### [WHAT THE TASK ASKS]
Copy the records below, swapping each "twig" for "stick" and keeping everything else the same.

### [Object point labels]
┌──

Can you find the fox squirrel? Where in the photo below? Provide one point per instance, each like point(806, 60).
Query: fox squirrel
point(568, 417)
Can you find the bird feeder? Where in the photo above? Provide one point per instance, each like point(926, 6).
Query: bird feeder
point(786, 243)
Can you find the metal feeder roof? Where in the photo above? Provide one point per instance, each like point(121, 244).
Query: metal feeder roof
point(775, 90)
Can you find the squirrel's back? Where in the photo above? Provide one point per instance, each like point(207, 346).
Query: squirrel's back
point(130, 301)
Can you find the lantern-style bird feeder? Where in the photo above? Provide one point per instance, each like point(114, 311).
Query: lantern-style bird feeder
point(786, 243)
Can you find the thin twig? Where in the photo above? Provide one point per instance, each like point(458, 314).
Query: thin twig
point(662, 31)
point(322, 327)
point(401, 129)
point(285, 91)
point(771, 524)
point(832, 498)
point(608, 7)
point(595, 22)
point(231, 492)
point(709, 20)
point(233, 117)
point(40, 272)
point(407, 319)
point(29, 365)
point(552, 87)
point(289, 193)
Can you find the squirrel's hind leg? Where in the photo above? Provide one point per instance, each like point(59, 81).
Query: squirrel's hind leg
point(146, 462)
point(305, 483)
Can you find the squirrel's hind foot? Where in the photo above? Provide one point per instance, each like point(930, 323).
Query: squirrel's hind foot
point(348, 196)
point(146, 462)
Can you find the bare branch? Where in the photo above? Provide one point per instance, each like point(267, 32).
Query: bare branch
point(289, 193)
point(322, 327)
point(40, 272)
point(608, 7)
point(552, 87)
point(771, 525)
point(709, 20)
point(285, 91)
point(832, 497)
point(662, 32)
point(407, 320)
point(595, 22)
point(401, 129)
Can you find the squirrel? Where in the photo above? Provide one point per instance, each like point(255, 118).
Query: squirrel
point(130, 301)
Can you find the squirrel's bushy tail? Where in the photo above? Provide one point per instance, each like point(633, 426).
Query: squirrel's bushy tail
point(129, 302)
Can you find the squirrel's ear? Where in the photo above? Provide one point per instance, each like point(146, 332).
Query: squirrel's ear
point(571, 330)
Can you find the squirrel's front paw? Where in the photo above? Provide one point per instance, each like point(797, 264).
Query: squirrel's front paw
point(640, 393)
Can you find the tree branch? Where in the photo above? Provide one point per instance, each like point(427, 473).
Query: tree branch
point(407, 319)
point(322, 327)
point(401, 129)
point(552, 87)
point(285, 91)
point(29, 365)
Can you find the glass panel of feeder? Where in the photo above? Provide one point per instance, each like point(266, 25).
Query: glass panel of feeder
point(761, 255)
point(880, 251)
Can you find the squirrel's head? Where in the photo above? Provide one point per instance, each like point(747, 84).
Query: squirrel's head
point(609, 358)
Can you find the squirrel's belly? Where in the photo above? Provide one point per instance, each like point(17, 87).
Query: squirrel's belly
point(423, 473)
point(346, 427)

└──

### [RESPONSE TO THE EXERCISE]
Can you find the fox squirrel? Where in the photo below? Provide one point per instance, each like point(806, 60).
Query: fox squirrel
point(568, 417)
Can you find the bird feeder? Where in the photo above? Provide one point per instance, each like point(926, 6).
Query: bird feeder
point(786, 243)
Can you find the metal feeder roof? Where in the photo above? Provide one point per instance, each like point(121, 244).
Query: metal feeder roof
point(775, 90)
Can you find the squirrel's back? Where in the photo above? Provide one point per instance, each like point(207, 346).
Query: squirrel's back
point(130, 301)
Can you find the lantern-style bird feeder? Where in the photo above? Provide one point per instance, each like point(114, 311).
Query: lantern-style bird feeder
point(786, 243)
Can you find the thin stick? Where in the photo above? Provide one point per instance, each like point(458, 314).
Query: thin stick
point(662, 31)
point(322, 327)
point(401, 129)
point(285, 91)
point(771, 524)
point(832, 498)
point(608, 7)
point(595, 22)
point(231, 492)
point(709, 20)
point(233, 117)
point(40, 272)
point(407, 319)
point(29, 365)
point(552, 87)
point(289, 193)
Can you find the squirrel's hind leg? Where in the photo above? Provide one point per instance, each like point(59, 81).
Query: squirrel's hind leg
point(146, 462)
point(305, 483)
Can you find the squirrel's hind foot? Where in the photo above? Provide one point per instance, each like point(930, 323).
Query: squirrel's hind foot
point(348, 196)
point(146, 462)
Can you find the bare branch? Where in the photo above? Provide one point per instance, each like point(267, 32).
Query: bare branch
point(289, 193)
point(322, 327)
point(40, 272)
point(608, 7)
point(552, 87)
point(771, 525)
point(709, 20)
point(285, 91)
point(832, 497)
point(662, 32)
point(407, 320)
point(595, 22)
point(401, 129)
Can you find the squirrel? Where in the photo above? Provide one point per instance, each like point(255, 118).
Query: squirrel
point(130, 301)
Can you find the squirrel's bushy tail? Where in the photo above? Provide one point per instance, each like point(633, 426).
Query: squirrel's bushy tail
point(129, 302)
Can you find the squirrel's ear? Where in the photo above? Provide one point per instance, each like point(146, 332).
Query: squirrel's ear
point(571, 330)
Can you find the squirrel's front paw? Where in the photo above? Provide one point per instance, each like point(797, 264).
Query: squirrel's front paw
point(640, 393)
Can you find the tree branch? Where in the photo above? Provide one point per instance, each like point(427, 473).
Query: tree branch
point(407, 319)
point(322, 327)
point(401, 129)
point(552, 87)
point(285, 91)
point(29, 365)
Can you find the glass panel of feeder? Where in the photo above? Provide one point per instance, each like point(266, 25).
Query: glass panel of feeder
point(761, 255)
point(880, 251)
Can you find the squirrel's head? Where in the photo above? Provide one point per instance, each like point(747, 84).
Query: squirrel's head
point(609, 358)
Can you find the squirrel's belly? Where in the photo above? Provide one point per instance, each like point(17, 87).
Query: squirrel's belly
point(423, 473)
point(346, 427)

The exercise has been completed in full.